- _TEXTAUSZUG_:
• • • • • • •
Einer unserer Fachleute formulierte es so: „Der Schulhausbau in Aubing dokumentiert die Neuorientierung der Schulpolitik und des Baus von insbesondere Dorfschulen am Anfang des 19. Jahrhunderts unter König Maximilian I. und Graf Montgelas, durch die offensichtliche Missstände zum öffentlichen Wohle beseitigt wurden. Er zeigt, wie damals die besondere Aktivität eines einzelnen Baubeamten, Gustav von Vorherr, diese Entwicklung voranbringen konnte.“

Ein Blick in die Umbruchszeit vor 200 Jahren

Die Erbauungszeit des ersten Schulhauses von Aubing, also die Zeit am Anfang des 19. Jahrhunderts (1822), bedeutet für die Entwicklung des Schulbaus, insbesondere in den Dörfern, einen Wendepunkt. Bis dahin fand Schulunterricht in gewöhnlichen Bauernhäusern mit Stall und Scheune statt, nicht selten auch in der Wohnstube des Lehrers. Die Zustände in den damaligen Unterrichtsräumen, vor allem die hygienischen Mängel, beklagt im Jahr 1796 sehr ausführlich der Priester und Schulrat Joh. Michael Steiner in einer Rede in München. Nach einer drastischen Schilderung der überaus schlechten und gesundheitsschädlichen Luft- und Raumsituation in den „Wohnungen unserer meisten Landleute“ sagt er: „Wer aber so eine Bauernstube kennt, kennt auch das Lehrzimmer der meisten Schullehrer auf dem Lande: beyde haben gleiche Ingredienzien der Stubenatmosphäre. Nur hat man in das oben angerühmte Viereck einer Bauernstube, wenn sie Schulstube heißen soll, noch ein dutzend Bänke hineinzusetzen, und zwischen diese 40 bis 50 Kinde zu zwängen, so ist die wahre Abbildung einer Landschule fertig …“. Die Schlafkammer des Lehrers sei im Winter nicht zu gebrauchen, weswegen dann in der Schulstube auch Bett und Kindsbett der Lehrersfamilie stehen: „… und so vegetieren in Gesellschaft der Haustiere unter wohltätigem Einfluße einer dicken Atmosphäre, als Hoffnung der Nachwelt, große und kleine Kinder“ (aus dem Gutachten von Werner Dilg für das Landesamt für Denkmalpflege).

Im Wandel der Zeiten

Das erste Schulgebäude von Aubing stand über zweihundert Jahre im Dienste der Aubinger Bevölkerung: 70 Jahre Dorfschule, 20 Jahre Polizeistation, 50 Jahre Kindergarten, Handarbeitsschule und Sozialstation, 40 Jahre Volkshochschule und bisher 50 Jahre Rotkreuz-Stützpunkt. Es ist zu einem wesentlichen Bestandteil der Geschichte des Dorfes geworden.
• • • • • • •
- _BEREITGESTELLTE DATEN_:
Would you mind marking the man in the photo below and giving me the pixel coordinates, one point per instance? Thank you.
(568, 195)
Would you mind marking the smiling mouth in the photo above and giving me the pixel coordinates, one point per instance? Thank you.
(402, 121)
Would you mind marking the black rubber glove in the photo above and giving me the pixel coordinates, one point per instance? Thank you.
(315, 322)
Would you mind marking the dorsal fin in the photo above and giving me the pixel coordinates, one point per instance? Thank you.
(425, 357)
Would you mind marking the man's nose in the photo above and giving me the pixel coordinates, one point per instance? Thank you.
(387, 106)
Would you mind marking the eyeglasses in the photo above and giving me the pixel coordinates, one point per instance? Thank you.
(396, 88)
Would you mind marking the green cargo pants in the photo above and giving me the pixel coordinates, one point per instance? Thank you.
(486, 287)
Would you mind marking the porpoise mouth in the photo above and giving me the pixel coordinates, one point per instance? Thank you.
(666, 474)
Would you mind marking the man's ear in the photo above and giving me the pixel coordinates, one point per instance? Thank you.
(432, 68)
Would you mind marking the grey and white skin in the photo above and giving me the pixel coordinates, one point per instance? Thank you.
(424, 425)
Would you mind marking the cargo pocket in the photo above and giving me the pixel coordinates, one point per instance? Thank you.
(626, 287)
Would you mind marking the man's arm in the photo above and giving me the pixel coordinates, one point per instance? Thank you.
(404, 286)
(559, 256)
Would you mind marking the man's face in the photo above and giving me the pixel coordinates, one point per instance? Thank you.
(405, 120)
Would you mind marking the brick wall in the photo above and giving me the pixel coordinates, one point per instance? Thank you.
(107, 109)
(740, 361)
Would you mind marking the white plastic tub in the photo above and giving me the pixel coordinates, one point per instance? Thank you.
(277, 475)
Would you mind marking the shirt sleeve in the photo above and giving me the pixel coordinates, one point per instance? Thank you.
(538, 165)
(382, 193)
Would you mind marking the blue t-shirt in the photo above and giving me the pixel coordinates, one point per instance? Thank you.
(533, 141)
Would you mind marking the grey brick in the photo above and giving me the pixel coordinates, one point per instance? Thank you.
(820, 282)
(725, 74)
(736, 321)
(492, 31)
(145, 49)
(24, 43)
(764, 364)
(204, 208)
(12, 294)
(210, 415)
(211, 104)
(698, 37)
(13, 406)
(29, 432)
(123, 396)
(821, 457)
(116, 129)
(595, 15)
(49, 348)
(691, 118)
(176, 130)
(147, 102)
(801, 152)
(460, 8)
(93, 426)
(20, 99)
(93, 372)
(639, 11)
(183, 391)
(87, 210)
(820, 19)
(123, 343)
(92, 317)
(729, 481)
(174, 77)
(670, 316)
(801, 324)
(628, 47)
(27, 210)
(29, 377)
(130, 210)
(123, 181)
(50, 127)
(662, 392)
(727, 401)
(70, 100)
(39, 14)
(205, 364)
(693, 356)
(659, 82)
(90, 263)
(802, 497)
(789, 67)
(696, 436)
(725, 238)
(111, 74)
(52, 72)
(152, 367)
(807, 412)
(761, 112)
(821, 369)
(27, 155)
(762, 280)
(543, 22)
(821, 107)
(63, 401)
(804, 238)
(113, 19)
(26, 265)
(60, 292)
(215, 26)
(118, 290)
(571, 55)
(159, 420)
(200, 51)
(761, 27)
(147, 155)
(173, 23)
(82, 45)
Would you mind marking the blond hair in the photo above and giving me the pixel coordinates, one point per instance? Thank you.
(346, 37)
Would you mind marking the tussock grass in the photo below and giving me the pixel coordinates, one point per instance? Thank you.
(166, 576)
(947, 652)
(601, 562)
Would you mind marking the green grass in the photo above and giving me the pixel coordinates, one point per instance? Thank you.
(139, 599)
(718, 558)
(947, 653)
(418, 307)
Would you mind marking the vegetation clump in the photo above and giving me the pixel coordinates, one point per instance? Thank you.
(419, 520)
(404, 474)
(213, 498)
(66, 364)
• • • • • • •
- _ARBEITSAUFTRÄGE_:
**A)** Schreiben Sie aus dem Textauszug über das Aubinger Schulhaus den Abschnitt ab, der mit den Worten „Das erste Schulgebäude“ beginnt und mit „des Dorfes geworden.“ schließt.
**B)** Wie viele Jahre diente das erste Schulgebäude laut dem Textauszug über das Aubinger Schulhaus als Polizeistation?
**C)** Führen Sie den Textauszug über das Aubinger Schulhaus im Anschluss an seinen letzten Satz weiter.
Die Daten haben mit dem Textauszug über das Aubinger Schulhaus nichts zu tun.

- _LÖSUNGEN_:
**A)**
Das erste Schulgebäude von Aubing stand über zweihundert Jahre im Dienste der Aubinger Bevölkerung: 70 Jahre Dorfschule, 20 Jahre Polizeistation, 50 Jahre Kindergarten, Handarbeitsschule und Sozialstation, 40 Jahre Volkshochschule und bisher 50 Jahre Rotkreuz-Stützpunkt. Es ist zu einem wesentlichen Bestandteil der Geschichte des Dorfes geworden.

**B)** 20 Jahre.

**C)**
Polizeistation, ca. 1910

Nach 1893 wurde durch den Umzug der Schule in den Neubau an der heutigen Ubostraße im frei gewordenen Schulgebäude der Gendarmerieposten Aubing, einschließlich der Dienstwohnung für den Leiter, eingerichtet.

Kindergarten, 1925

Pfarrer Oswald Böhmer engagierte als Vorsitzender des St. Vinzenz-Vereins die Dillinger Franziskanerinnen und mietete für sie von der Gemeinde Aubing die zu diesem Zeitpunkt leerstehenden Räume, ab 1918 das ganze Haus Altostr.16. Die Schwestern führten in den Räumen des Hauses bis 1966 einen Kindergarten („Kinderbewahranstalt“), der ein fester Bestandteil der Kindheit vieler Aubinger Familien war.

BRK-Station 2015

Nach dem Auszug der Schwestern bezog die „Außenstelle Aubing“ der Volkshochschule München das Gebäude. Als Stätte für Erwachsenenbildung war das Haus von 1966-2007 wiederum öffentlich genutzt und über 40 Jahre mit Leben erfüllt. In das Obergeschoß zog die Kolonne Aubing des BRK ein; daneben wurde eine Wohnung eingebaut. 2007 übernahm das Rote Kreuz das ganze Haus.

Denkmalgeschützt, aber kein Denkmal

Geht man heute in der Alten Schule auf die Suche nach Spuren aus der Anfangszeit, trifft man, trotz der langen Nutzungszeit von fast 200 Jahren, immer noch auf wichtige Elemente: Die spezielle Konstruktion des Dachstuhls, die noch original erhaltene Treppe vom Obergeschoß ins Dachgeschoß (siehe Bild), die Fußböden mit den ursprünglichen Dielen (heute überdeckt), sowie die in Grund- und Aufriss erkennbare Struktur, wie sie Gustav von Vorherr in seinen Musterentwürfen vorgegeben hatte.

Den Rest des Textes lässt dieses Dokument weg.